Kaynak =>
Click Here!
      "Gerçekten" haber verir 25 Kasım 2006

Eski tarihli sayılar

Görüş, teklif ve
eleştirilerinizi
[email protected]
adresine bekliyoruz.
 

Hasan YÜKSELTEN

İmaj devri



İzlemeyi düşündüğüm filmleri önceden inceleyen ve film hakkındaki yorumları okuyarak fikir edinmeye çalışan birisi olarak yakın zamanda seyretmeyi düşündüğüm bir film hakkında internetteki yorumları okurken, imaj ve şekil devrinin gerçekliğiyle bir kez daha yüz yüze gelmiş oldum. Zira bir animasyon filmi olan bu filmi yorumlayanların hemen hemen tamamı filmin muhtevasından, verdiği mesajdan, konudan bahsetmeden sadece animatörlerin ne kadar farklı tipler çizdiğinden, efektlerin ne kadar sahici olduğundan, tiplemelerin ilginçliğinden yani muhtevadan ziyade şekille ilgili şeylerden bahsediyorlardı.

Verilen bilgiler =>
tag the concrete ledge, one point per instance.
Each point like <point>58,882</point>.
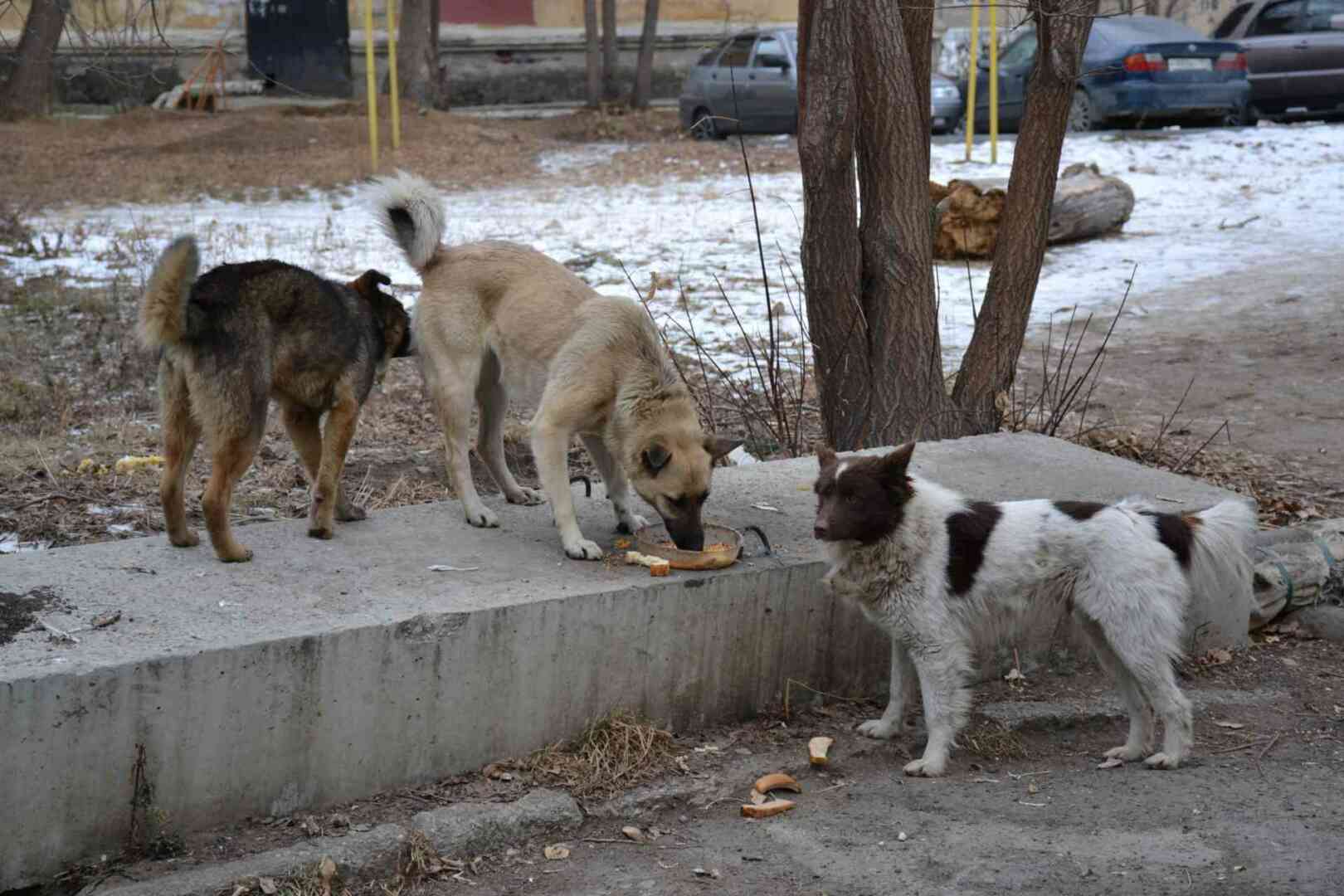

Görev 1 => İmaj devri yazısından "Hasan YÜKSELTEN" ile başlayıp "ilgili şeylerden bahsediyorlardı." sözlerine kadar süren bölümü hiç değiştirmeden çıkar.
Görev 2 => İmaj devri yazısını son cümlesinden sonra kaldığı yerden sürdür.

Görev yanıtı 1 =>
Hasan YÜKSELTEN

İmaj devri



İzlemeyi düşündüğüm filmleri önceden inceleyen ve film hakkındaki yorumları okuyarak fikir edinmeye çalışan birisi olarak yakın zamanda seyretmeyi düşündüğüm bir film hakkında internetteki yorumları okurken, imaj ve şekil devrinin gerçekliğiyle bir kez daha yüz yüze gelmiş oldum. Zira bir animasyon filmi olan bu filmi yorumlayanların hemen hemen tamamı filmin muhtevasından, verdiği mesajdan, konudan bahsetmeden sadece animatörlerin ne kadar farklı tipler çizdiğinden, efektlerin ne kadar sahici olduğundan, tiplemelerin ilginçliğinden yani muhtevadan ziyade şekille ilgili şeylerden bahsediyorlardı.

Görev yanıtı 2 =>
Yine yakın zamanda gazetede okuduğum bir haberde, Tayland’da darbe yapıldığından ve darbecilerin darbeyi sevdirmek amacıyla genç kızları bildiri dağıtmak için kullandıklarından bahsediliyordu. İnsanların büyük çoğunluğunun artık tamamen görüntüye önem verdikleri bir zamanda, değerli bir yazarın ifadesiyle günümüz ‘cilâlı imaj devri’nde, darbelerin bile belli bir imajla sunulmaya çalışılması hiç de anormal olmasa gerek.

Günümüzde insanın değeri bile imajıyla ölçülür hale gelmiştir maalesef. Artık muhtevadan çok görüntüye, karakterden çok imaja önem verince, bir insanın değeri saç kesimiyle, kıyafetinin markasıyla, gittiği eğlence mekânlarıyla, kullandığı cep telefonuyla ölçülmeye başlandı. Resimler bile sahici olmaktan uzaklaşmış, fotomontajla düzeltilerek kendisi olmaktan çıkmış bir haldedir artık. Hatta bunun da ötesinde gerçek yüzler fotomontajlanmaya başlanmış, estetiksiz makyajsız, maskesiz dolaşılmaz olmuştur.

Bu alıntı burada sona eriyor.